──────── Material to process

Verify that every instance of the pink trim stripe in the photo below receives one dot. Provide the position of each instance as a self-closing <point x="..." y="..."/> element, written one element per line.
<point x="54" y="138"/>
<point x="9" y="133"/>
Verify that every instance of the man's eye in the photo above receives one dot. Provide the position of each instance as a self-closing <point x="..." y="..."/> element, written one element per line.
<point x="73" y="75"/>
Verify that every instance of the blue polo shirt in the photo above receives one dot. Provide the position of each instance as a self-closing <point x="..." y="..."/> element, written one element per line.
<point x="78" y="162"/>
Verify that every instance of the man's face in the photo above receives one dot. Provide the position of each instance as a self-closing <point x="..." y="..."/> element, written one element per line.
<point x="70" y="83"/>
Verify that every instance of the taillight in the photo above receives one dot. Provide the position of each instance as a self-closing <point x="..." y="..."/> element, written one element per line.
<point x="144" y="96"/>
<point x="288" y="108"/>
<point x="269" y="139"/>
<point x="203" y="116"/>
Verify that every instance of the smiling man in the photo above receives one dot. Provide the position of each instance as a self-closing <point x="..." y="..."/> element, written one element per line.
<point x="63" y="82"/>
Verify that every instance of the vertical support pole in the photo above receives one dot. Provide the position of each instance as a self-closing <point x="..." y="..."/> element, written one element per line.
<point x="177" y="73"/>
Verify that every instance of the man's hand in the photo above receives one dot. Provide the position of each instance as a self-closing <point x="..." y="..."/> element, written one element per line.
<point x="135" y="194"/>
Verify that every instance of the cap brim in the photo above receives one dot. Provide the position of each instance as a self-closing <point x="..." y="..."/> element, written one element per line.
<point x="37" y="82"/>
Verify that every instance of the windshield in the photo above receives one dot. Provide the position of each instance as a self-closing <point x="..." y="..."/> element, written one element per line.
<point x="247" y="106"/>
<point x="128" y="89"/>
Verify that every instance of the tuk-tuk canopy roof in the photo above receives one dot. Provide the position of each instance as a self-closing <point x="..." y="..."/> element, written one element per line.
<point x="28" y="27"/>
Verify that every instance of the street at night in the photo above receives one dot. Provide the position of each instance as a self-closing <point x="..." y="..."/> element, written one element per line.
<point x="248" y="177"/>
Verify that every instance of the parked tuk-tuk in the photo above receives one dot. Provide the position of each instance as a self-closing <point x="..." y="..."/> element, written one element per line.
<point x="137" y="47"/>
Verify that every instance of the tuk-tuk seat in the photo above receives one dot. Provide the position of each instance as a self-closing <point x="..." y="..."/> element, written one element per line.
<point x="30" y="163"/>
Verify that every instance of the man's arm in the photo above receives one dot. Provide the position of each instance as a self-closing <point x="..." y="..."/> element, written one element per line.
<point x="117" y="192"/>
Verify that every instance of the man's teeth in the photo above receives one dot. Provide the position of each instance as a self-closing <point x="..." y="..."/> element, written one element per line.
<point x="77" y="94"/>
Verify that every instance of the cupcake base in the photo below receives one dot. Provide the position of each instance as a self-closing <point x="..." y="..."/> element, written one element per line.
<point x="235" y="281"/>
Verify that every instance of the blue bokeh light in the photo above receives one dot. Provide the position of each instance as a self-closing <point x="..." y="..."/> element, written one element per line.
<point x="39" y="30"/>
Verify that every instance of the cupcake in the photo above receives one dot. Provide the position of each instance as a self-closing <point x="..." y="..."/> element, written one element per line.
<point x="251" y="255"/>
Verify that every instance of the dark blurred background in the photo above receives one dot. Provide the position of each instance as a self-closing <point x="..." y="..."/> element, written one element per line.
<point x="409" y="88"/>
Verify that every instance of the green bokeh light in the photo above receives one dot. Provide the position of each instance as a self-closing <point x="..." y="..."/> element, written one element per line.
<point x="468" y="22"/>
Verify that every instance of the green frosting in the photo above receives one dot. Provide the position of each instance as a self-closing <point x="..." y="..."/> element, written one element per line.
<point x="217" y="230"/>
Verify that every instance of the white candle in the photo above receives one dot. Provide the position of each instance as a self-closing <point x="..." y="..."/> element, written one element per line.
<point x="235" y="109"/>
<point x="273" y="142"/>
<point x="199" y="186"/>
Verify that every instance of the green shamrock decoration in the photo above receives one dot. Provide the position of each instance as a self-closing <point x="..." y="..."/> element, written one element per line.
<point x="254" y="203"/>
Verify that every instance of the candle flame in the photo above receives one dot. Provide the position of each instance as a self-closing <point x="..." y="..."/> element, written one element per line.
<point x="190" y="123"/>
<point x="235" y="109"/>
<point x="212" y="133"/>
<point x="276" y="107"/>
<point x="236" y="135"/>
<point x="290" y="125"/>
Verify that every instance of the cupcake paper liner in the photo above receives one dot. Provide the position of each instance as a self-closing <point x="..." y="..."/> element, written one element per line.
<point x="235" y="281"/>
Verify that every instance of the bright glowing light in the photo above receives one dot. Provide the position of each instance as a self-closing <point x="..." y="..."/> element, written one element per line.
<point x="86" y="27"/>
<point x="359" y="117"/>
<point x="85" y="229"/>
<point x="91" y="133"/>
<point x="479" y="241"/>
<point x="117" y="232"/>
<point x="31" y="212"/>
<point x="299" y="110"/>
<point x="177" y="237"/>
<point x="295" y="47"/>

────────────────

▸ Task goal
Transcribe every entry verbatim.

▸ Task solution
Verify that every instance of the pink trim stripe in the photo below receives one dot. Provide the position of each instance as a self-closing <point x="..." y="..."/> element, written one element per line.
<point x="54" y="138"/>
<point x="9" y="133"/>
Verify that every instance of the man's eye in the photo above receives one dot. Provide the position of each instance as a self-closing <point x="..." y="..."/> element, written one element per line.
<point x="73" y="75"/>
Verify that every instance of the blue polo shirt in the photo above receives one dot. Provide the position of each instance as a self-closing <point x="..." y="..."/> element, written one element per line.
<point x="78" y="162"/>
Verify that every instance of the man's face in the photo above receives one dot. Provide the position of each instance as a self-closing <point x="..." y="..."/> element, written one element per line.
<point x="70" y="83"/>
Verify that every instance of the taillight in the photo above receives one dot. Provide the position of each instance as a self-closing <point x="..." y="..."/> element, written one element per line.
<point x="144" y="96"/>
<point x="288" y="108"/>
<point x="269" y="139"/>
<point x="203" y="116"/>
Verify that every instance of the smiling man in the photo above receives one dot. Provide the position of each instance as a self-closing <point x="..." y="..."/> element, written one element per line.
<point x="63" y="82"/>
Verify that every instance of the vertical support pole in the photo above receives one dot. Provide the position of each instance as a self-closing <point x="..." y="..."/> element, written one element per line.
<point x="177" y="73"/>
Verify that every instance of the man's hand in the photo above receives one dot. Provide the position of each instance as a self-closing <point x="..." y="..."/> element, written one element per line.
<point x="135" y="194"/>
Verify that every instance of the cap brim in the photo above receives one dot. Provide the position of each instance as a self-closing <point x="..." y="..."/> element, written one element per line.
<point x="37" y="82"/>
Verify that every instance of the windshield in the photo above receives one dot. Provide the position of each instance as a self-closing <point x="..." y="..."/> element, written one element per line.
<point x="247" y="106"/>
<point x="128" y="89"/>
Verify that every instance of the tuk-tuk canopy roof in the photo above receives one dot. Provide the position of each instance as a self-closing <point x="..." y="..."/> element, written one element per line.
<point x="28" y="27"/>
Verify that every instance of the street at night in the photo above receives one dot. Provide the position of each instance as a self-closing <point x="..." y="..."/> element, written one element per line.
<point x="248" y="177"/>
Verify that every instance of the parked tuk-tuk in the photo above receives one dot. Provide the position of each instance as a self-closing <point x="..." y="..."/> element, written one element per line.
<point x="137" y="47"/>
Verify that every instance of the tuk-tuk seat in the photo above receives one dot. Provide the position of each instance as a self-closing <point x="..." y="..."/> element, written one element per line.
<point x="30" y="163"/>
Verify that every instance of the man's arm in the photo above receives one dot. Provide the position of each instance as a self-closing <point x="..." y="..."/> element, written one element per line.
<point x="117" y="192"/>
Verify that every instance of the man's teeth in the photo above receives one dot. Provide the position of each instance as a self-closing <point x="..." y="..."/> element, written one element per line.
<point x="77" y="94"/>
Verify that every instance of the cupcake base in the photo below receives one dot. Provide the position of each instance as a self-closing <point x="..." y="..."/> element, written one element per line.
<point x="235" y="281"/>
Verify that every instance of the blue bokeh light in the photo above receives one dot. Provide the position of each instance as a self-closing <point x="..." y="..."/> element, written one element per line.
<point x="39" y="30"/>
Verify that every instance of the cupcake in the photo above receives one dot. Provide the position of each instance as a self-closing <point x="..." y="..."/> element, written one element per line.
<point x="251" y="255"/>
Verify that every instance of the dark blurred background in the photo above receives one dot. Provide the position of each instance as a self-closing <point x="..." y="..."/> element, written one element per line.
<point x="409" y="88"/>
Verify that every instance of the green bokeh light in the photo above receives one dot. Provide the position of each instance as a self-closing <point x="..." y="..."/> element, written one element per line.
<point x="468" y="22"/>
Verify that every instance of the green frosting in the photo above receives one dot. Provide the position of each instance as a self-closing <point x="..." y="..."/> element, written one element per line.
<point x="217" y="230"/>
Verify that every instance of the white candle in the photo above receives one dot. Provide the position of each instance as a self-closing <point x="..." y="..."/> element, written one element per line.
<point x="235" y="109"/>
<point x="273" y="142"/>
<point x="199" y="186"/>
Verify that every instance of the green shamrock decoration in the photo above receives one dot. Provide the position of each instance as a self-closing <point x="..." y="..."/> element, written one element per line.
<point x="254" y="203"/>
Verify that every instance of the candle flame in the photo above receives one dot. Provide the position of each instance as a self-closing <point x="..." y="..."/> element, written one element per line.
<point x="190" y="123"/>
<point x="235" y="109"/>
<point x="212" y="133"/>
<point x="276" y="107"/>
<point x="236" y="135"/>
<point x="290" y="125"/>
Verify that every instance of the cupcake paper liner in the photo above receives one dot. Provide the position of each instance as a self-closing <point x="..." y="..."/> element, written one element per line.
<point x="235" y="281"/>
Verify that every instance of the bright glowing light in the photo above receives one dot. Provide the position of each instance as a self-closing <point x="..." y="..."/> element, written one element per line.
<point x="86" y="27"/>
<point x="359" y="117"/>
<point x="85" y="229"/>
<point x="91" y="133"/>
<point x="479" y="241"/>
<point x="117" y="232"/>
<point x="31" y="212"/>
<point x="299" y="110"/>
<point x="177" y="237"/>
<point x="295" y="47"/>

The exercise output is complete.